Instructions to follow: Each line, starting at the one with "Sample: [(418, 149)]" and running to the end of the data below, is to be set down again exactly, both ends included; leave pictures out.

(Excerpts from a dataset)
■ ■ ■ ■ ■ ■ ■

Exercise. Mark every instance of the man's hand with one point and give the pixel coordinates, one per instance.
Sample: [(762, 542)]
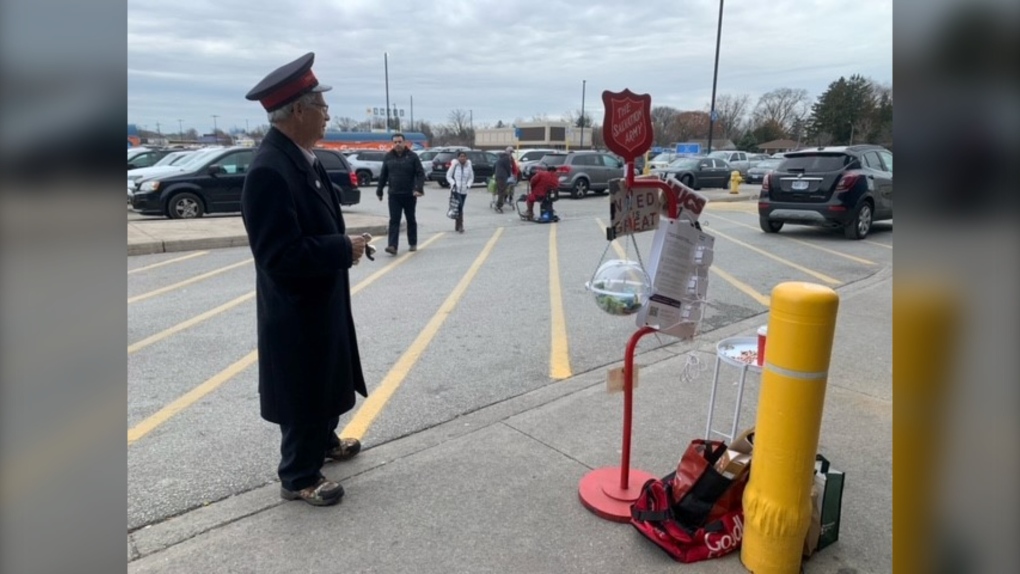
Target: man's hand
[(358, 244)]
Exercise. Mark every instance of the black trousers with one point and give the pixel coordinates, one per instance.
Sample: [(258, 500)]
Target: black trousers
[(403, 204), (303, 451)]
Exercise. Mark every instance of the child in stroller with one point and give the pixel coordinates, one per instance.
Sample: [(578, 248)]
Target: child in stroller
[(542, 189)]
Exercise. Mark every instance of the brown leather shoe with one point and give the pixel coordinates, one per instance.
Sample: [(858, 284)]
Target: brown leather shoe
[(322, 493), (346, 451)]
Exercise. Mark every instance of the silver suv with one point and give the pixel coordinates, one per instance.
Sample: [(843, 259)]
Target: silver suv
[(582, 171), (367, 165)]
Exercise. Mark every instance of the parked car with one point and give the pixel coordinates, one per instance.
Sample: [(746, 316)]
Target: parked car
[(662, 160), (698, 172), (846, 188), (367, 164), (582, 171), (758, 171), (144, 157), (483, 164), (738, 161), (214, 184), (186, 164)]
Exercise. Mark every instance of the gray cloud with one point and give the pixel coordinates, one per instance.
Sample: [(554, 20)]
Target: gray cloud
[(503, 60)]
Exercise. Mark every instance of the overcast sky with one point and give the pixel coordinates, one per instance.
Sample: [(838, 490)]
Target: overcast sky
[(506, 60)]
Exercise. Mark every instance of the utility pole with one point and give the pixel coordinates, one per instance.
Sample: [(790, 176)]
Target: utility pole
[(386, 68), (583, 83), (715, 77)]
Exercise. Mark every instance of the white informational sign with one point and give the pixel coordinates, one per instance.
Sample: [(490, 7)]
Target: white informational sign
[(681, 255)]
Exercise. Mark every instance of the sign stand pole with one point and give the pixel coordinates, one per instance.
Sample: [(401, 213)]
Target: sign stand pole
[(610, 491)]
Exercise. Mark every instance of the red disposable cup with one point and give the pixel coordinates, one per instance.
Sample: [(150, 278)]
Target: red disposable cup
[(762, 332)]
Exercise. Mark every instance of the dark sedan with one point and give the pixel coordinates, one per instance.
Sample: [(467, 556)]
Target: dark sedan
[(698, 172)]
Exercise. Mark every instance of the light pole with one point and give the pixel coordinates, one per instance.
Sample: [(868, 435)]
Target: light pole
[(386, 70), (583, 83), (715, 77)]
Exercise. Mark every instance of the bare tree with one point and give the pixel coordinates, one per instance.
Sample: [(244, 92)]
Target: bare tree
[(460, 121), (664, 124), (782, 106), (732, 115)]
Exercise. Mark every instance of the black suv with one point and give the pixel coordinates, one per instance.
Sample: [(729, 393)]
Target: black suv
[(483, 164), (846, 188), (214, 187)]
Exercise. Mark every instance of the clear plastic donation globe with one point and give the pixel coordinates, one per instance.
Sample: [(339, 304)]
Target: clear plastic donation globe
[(620, 288)]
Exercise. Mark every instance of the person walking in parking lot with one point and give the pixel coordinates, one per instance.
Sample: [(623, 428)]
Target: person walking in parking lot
[(542, 184), (403, 172), (460, 175), (309, 365)]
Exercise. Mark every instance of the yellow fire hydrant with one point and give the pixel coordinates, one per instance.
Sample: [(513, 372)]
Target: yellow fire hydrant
[(734, 181)]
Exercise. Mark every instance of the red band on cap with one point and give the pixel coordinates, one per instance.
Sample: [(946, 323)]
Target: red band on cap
[(290, 90)]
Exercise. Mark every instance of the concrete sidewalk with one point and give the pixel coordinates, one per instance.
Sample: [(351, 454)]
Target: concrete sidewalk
[(165, 236), (496, 489)]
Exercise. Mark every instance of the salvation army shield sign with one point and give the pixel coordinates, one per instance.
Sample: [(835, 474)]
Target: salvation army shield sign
[(627, 122)]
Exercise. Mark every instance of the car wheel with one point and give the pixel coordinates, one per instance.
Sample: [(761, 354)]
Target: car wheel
[(859, 226), (579, 189), (768, 225), (185, 206)]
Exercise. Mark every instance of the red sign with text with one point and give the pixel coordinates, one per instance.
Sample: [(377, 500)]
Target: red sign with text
[(627, 123)]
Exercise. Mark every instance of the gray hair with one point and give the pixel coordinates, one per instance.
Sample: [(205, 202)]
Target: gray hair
[(284, 113)]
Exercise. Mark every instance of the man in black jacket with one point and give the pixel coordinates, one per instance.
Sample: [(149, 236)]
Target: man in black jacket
[(402, 170), (309, 367)]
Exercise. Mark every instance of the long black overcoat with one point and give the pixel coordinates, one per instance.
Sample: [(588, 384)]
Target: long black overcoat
[(308, 361)]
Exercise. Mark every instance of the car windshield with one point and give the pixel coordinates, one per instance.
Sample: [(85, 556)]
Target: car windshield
[(683, 163), (170, 159), (815, 162), (768, 163)]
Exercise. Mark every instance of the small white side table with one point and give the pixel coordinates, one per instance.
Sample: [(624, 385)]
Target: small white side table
[(730, 351)]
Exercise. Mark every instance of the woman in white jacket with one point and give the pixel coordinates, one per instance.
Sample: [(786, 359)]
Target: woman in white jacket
[(460, 175)]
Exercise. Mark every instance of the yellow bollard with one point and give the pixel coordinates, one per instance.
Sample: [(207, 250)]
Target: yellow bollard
[(777, 499)]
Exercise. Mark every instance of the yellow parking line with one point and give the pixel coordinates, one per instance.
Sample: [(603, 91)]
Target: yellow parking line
[(804, 243), (765, 301), (187, 282), (559, 352), (803, 269), (876, 243), (168, 261), (192, 397), (376, 401)]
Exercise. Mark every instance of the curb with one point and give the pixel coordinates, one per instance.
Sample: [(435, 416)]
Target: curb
[(172, 246)]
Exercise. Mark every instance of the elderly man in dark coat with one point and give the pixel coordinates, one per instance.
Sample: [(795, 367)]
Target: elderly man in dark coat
[(309, 367)]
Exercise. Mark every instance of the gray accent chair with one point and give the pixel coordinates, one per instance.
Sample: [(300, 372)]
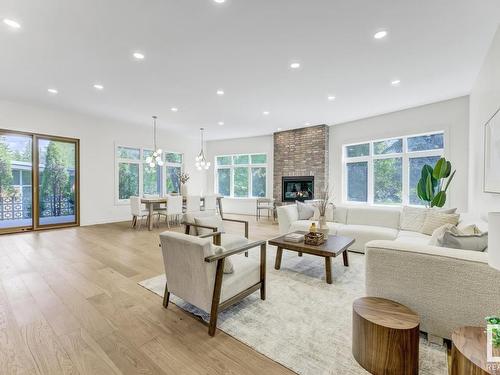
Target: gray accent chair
[(194, 269)]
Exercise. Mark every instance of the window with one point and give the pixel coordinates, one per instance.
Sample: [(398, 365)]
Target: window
[(241, 176), (136, 178), (387, 171)]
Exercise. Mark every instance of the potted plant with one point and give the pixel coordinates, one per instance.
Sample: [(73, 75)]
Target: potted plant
[(434, 182), (183, 178)]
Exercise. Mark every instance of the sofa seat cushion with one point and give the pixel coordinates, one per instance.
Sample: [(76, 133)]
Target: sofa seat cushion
[(376, 216), (413, 237), (365, 233), (246, 272), (304, 225), (231, 241)]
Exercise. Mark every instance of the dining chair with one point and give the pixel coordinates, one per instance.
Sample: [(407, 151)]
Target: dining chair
[(265, 204), (193, 203), (137, 211), (210, 203), (174, 208)]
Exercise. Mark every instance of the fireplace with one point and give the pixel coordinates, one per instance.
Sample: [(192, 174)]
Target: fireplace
[(297, 188)]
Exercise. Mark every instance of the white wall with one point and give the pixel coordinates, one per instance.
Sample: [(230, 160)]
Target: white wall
[(97, 144), (251, 145), (484, 101), (451, 116)]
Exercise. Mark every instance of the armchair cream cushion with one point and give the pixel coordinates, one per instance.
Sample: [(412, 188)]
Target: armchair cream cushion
[(192, 279)]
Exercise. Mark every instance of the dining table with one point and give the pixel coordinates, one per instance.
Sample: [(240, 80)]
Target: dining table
[(150, 203)]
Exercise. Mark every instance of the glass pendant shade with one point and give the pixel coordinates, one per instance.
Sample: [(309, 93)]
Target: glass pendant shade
[(156, 158), (201, 161)]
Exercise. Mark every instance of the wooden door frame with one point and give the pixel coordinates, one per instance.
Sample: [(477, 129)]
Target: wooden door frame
[(35, 223)]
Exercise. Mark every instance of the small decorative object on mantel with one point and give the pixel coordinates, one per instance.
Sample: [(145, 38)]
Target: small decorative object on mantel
[(183, 178), (314, 239), (321, 204)]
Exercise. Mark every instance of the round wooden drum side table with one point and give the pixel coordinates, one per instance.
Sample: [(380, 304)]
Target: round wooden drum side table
[(385, 336)]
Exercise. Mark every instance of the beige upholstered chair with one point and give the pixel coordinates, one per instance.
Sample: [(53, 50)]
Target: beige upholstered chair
[(205, 222), (194, 269)]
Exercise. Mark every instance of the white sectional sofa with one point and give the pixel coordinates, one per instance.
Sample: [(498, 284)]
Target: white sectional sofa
[(448, 288), (362, 223)]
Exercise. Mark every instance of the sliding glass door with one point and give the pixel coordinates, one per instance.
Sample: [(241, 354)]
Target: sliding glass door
[(57, 181), (46, 196), (16, 193)]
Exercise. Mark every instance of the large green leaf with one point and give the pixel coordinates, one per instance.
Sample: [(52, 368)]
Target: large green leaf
[(429, 188), (439, 200), (440, 169), (421, 191)]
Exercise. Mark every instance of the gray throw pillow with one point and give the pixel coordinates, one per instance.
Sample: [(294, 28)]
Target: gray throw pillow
[(475, 242), (306, 211)]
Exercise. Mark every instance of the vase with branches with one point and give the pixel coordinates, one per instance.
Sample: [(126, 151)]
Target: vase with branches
[(183, 179), (322, 203)]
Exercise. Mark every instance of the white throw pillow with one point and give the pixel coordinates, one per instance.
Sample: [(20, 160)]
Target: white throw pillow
[(228, 265), (306, 211), (435, 219), (438, 233), (209, 221), (412, 218), (329, 213)]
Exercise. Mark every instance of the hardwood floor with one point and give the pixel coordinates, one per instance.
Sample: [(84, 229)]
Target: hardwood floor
[(70, 304)]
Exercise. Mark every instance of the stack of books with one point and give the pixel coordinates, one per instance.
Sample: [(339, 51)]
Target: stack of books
[(294, 237)]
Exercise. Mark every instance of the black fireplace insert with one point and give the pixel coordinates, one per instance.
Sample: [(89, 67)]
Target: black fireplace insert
[(297, 188)]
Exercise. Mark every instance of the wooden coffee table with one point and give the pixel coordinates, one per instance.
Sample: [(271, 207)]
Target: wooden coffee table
[(333, 247)]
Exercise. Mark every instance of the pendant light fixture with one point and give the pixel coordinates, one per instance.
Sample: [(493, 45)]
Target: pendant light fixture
[(156, 158), (201, 160)]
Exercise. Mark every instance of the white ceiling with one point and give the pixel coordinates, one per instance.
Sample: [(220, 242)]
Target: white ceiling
[(194, 47)]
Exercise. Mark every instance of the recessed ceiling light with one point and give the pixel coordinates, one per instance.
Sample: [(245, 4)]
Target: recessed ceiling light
[(12, 23), (138, 55), (380, 34)]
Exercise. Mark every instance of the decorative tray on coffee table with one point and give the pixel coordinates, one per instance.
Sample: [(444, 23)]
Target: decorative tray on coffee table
[(314, 239)]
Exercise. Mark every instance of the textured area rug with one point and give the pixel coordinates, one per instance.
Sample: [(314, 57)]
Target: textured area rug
[(305, 323)]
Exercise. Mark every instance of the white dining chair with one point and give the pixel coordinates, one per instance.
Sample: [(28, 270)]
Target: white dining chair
[(210, 203), (193, 203), (138, 213)]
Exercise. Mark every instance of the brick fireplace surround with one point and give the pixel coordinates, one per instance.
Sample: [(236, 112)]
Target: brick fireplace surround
[(301, 152)]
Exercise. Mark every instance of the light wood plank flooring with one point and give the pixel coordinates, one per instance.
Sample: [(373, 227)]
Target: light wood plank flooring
[(70, 304)]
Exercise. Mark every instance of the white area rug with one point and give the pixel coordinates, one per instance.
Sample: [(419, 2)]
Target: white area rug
[(304, 324)]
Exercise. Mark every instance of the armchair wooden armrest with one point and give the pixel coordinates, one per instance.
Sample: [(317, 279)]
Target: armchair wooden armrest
[(189, 225), (239, 221), (241, 249), (215, 235)]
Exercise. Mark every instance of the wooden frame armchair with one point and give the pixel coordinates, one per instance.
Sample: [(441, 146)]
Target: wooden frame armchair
[(226, 240), (195, 273)]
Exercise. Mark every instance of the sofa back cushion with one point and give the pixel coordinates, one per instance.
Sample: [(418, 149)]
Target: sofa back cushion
[(377, 216)]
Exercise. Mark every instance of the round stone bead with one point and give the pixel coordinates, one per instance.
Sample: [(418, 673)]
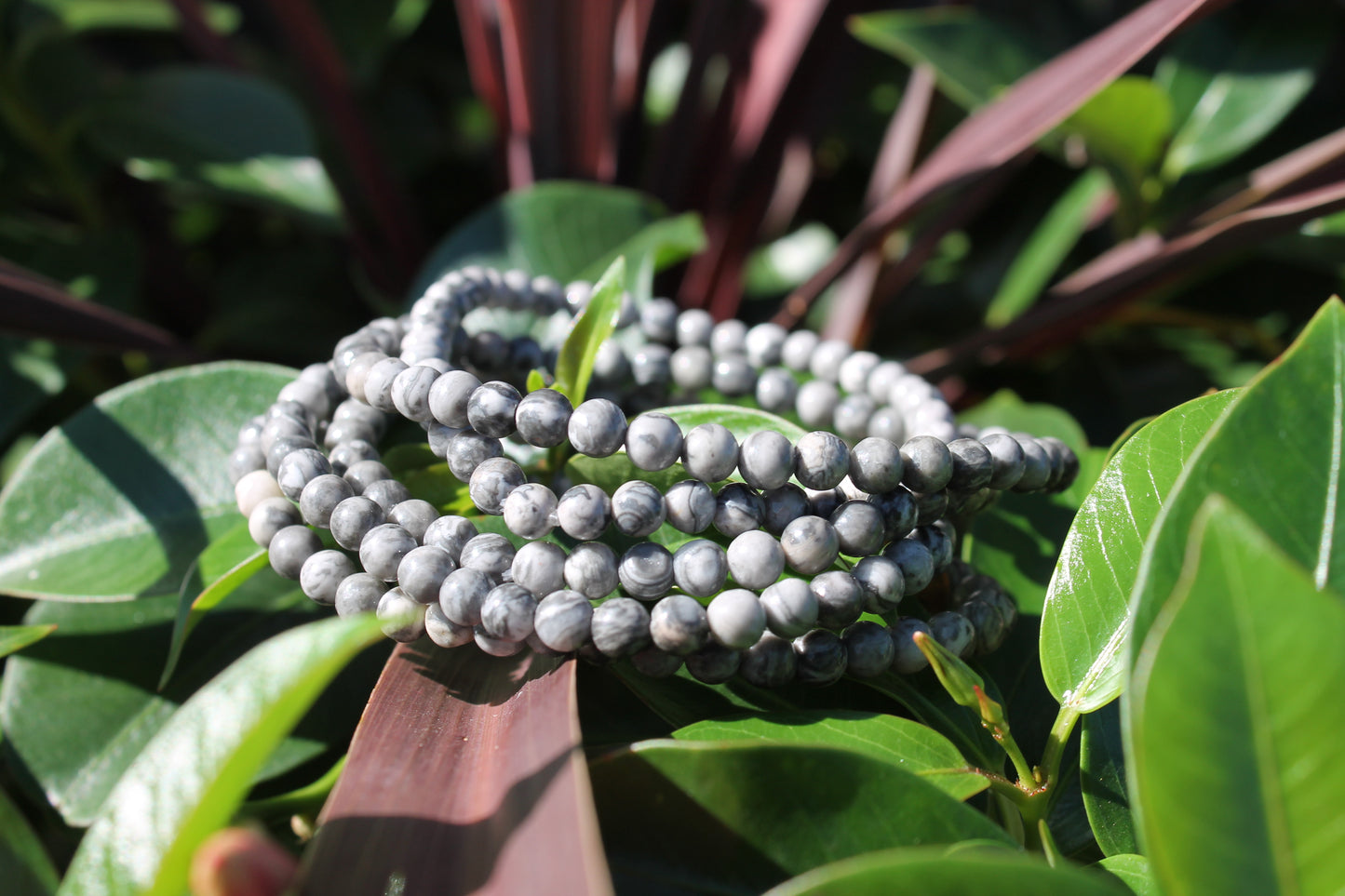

■ ■ ■ ■ ■ ■ ■

Task result:
Sample: [(418, 149)]
Target: sofa back cushion
[(377, 216)]
Exercise. Mark every instance of the round stone bead with one point and give the pixel coordinates, one per instance.
Sample: [(418, 673)]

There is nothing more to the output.